Rows of an object pointing dataset:
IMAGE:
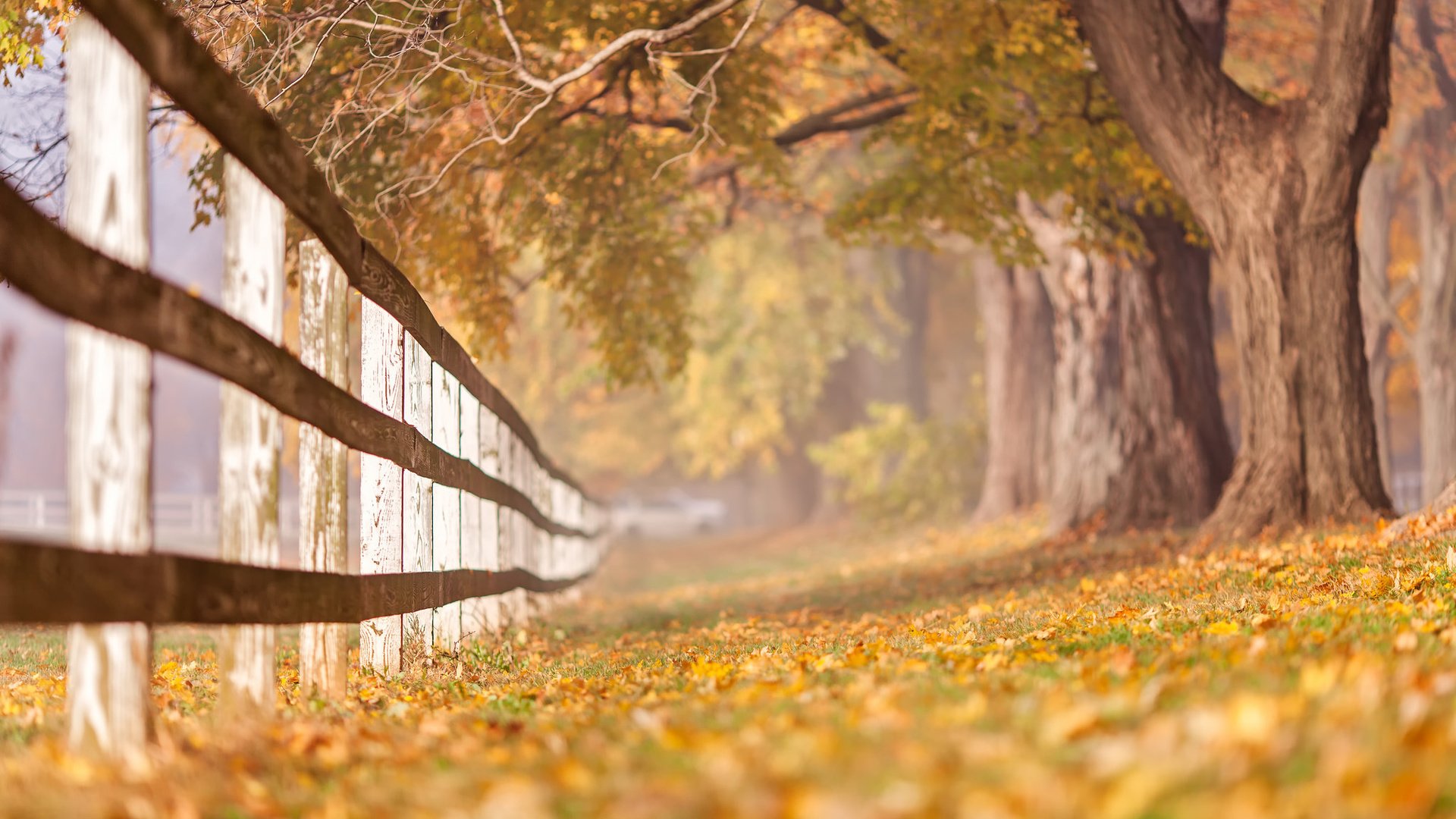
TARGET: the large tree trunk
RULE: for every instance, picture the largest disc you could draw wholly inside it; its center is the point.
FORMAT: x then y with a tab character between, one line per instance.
1276	190
1376	309
1139	431
1017	318
1435	343
915	309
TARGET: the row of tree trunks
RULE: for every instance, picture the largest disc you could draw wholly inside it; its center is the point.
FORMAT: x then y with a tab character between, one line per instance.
1019	359
1138	426
1274	187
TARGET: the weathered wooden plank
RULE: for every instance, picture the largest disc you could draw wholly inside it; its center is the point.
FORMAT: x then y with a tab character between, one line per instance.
324	325
44	583
109	390
382	499
251	431
182	67
446	506
472	548
517	601
419	491
64	276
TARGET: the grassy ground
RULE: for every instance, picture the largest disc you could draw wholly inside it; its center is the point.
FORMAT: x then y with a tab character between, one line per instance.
840	675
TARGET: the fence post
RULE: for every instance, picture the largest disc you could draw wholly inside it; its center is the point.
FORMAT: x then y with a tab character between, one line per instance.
251	431
419	516
472	548
109	382
510	528
382	483
491	613
324	325
446	542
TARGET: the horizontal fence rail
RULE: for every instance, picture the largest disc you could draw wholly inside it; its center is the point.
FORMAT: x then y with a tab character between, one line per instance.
182	67
73	280
66	585
465	523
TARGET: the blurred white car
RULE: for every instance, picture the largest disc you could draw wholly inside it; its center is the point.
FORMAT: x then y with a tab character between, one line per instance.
674	515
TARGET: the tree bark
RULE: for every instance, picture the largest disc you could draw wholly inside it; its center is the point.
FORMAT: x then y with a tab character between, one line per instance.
1139	431
915	309
1019	359
1378	308
1274	187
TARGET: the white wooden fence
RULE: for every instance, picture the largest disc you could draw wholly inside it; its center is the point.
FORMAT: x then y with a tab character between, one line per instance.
456	497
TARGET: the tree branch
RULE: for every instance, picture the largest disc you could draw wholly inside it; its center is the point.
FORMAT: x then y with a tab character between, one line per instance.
892	102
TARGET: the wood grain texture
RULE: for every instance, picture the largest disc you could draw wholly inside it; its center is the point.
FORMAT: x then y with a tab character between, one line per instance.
108	420
492	613
64	276
182	67
322	465
472	547
419	488
251	433
446	504
382	482
44	583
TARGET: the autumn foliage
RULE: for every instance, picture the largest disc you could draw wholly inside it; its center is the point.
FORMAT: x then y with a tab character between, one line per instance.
830	673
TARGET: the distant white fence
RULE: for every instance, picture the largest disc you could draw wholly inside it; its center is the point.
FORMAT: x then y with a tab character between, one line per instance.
185	523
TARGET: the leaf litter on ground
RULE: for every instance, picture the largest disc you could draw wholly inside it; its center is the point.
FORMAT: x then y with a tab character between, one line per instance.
837	673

TASK DIRECTIONS.
Reproduce all of the rows above line for line, without altering any text, and omit the images.

COMPLETE ANSWER.
IMAGE:
TARGET: the large tree trunk
RULE: for every instance, picture the largest disc you could draw wholly inside it; its center is the point.
FORMAT: x then y with a tab character between, one line per instance.
1276	190
1376	309
1139	431
1017	318
1435	343
915	309
TARGET: the row of tree trunks
RULE: for every instance, picture the largest disc you could draw wholly inside it; its center is the point.
FORMAT: x then y with a tab character between, one line per instance.
1019	359
1138	426
1274	187
TARGET: the weathered wooden plank
RULE: for every instance, picture the largest disc you could draw wholly inside it; its center is the point.
FORMAT: x then y with a tab character between, one line per instance.
324	325
44	583
109	390
382	499
251	431
182	67
446	506
472	548
517	601
419	491
64	276
TARGET: the grassy ground
RULE: for every instance, picture the largest disc you could draw wholly inside it; its center is the point.
FORMAT: x then y with a tab character between, one line per instance.
840	675
TARGET: the fence post
RULE: for every instance, picture the largest disc you could draw wholly inside it; its center is the point.
FORMAT: x then y with a tab character between, one line per instance.
251	431
419	516
472	548
109	382
510	528
382	483
491	613
324	325
446	542
TARGET: the horizontal fence rail
RULE: for every instance, picture the largest disc you could draw wholly inside it; its center is the point.
FORMAT: x then y with a tab character between, one line per instance.
182	67
73	280
66	585
465	523
TARGET: the blurred white car
RULE: for every instance, picture the largest disc you could draw wholly inside it; its center is the point.
FORMAT: x then y with a tab character between, one line per instance.
674	515
TARGET: the tree bark
RULE: for every instance, picture the largest disc you could draw wholly inside it; its center is the point.
FORMAT: x then y with a tab character between, one line per instance.
1139	431
915	309
1019	359
1378	308
1274	187
TARGET: the white wooden fence
RULE: for every instance, picture the largest disc you could draw wholly inside it; its center is the point.
FORMAT: x then y with a tab character between, one line per instance.
456	497
TARGET: the tree branch
RULE: for every instance, picture the largest disc you could draw wholly inside it; its center is the point.
FORMAT: x then y with a tab character between, one line per instance.
892	102
TARGET: the wood grain texture
RULE: for every instance, picture the largest disc you could draw wholly inside it; its center is the point.
FORMAT: x then y with a tab character between, one line per instance.
108	420
492	613
64	276
182	67
322	465
472	547
419	488
251	433
446	504
382	482
44	583
TARGET: the autumn foliage
RULE: for every instance, picture the largest disc you could draw wholly inside it; its center is the point.
FORMAT: x then y with a tab character between, one line per instance.
830	673
TARGET: the distant white fence
RULE: for every instance, picture the largest disc you could draw wholly inside it; its center is the point.
FORMAT: x then y with a tab character between, one line per instance.
185	523
TARGET: the leaf litter on ground
RULE: for every instance, picture the largest disc you could draw wholly inside it; its center is the point.
FORMAT: x then y with a tab character between, one line per instance.
837	673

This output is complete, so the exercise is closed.